• AIM OF THE TASK
Return each of the following items verbatim, reproducing every line without alteration.

►

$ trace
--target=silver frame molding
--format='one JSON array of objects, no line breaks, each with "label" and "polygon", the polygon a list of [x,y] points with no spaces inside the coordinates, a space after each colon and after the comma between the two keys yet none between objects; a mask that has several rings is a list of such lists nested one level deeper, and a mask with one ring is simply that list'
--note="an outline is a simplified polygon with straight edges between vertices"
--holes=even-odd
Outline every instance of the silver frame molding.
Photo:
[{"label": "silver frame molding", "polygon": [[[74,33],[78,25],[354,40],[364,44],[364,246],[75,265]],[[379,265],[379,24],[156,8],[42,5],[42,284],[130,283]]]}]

◄

• SOLUTION FOR THIS EXERCISE
$ trace
--target=silver frame molding
--format='one JSON array of objects, no line breaks, each with "label" and "polygon", the polygon a list of [x,y] points with no spaces inside the coordinates, a space after each colon and after the comma between the two keys yet none between objects; a mask that has several rings is a list of such lists nested one level deeper, and a mask with one ring is simply that list'
--note="an outline is a simplified polygon with straight edges between vertices"
--holes=even-odd
Outline every instance of the silver frame molding.
Photo:
[{"label": "silver frame molding", "polygon": [[[74,33],[78,25],[354,40],[364,44],[364,246],[75,265]],[[379,265],[379,24],[156,8],[42,5],[42,284],[130,283]]]}]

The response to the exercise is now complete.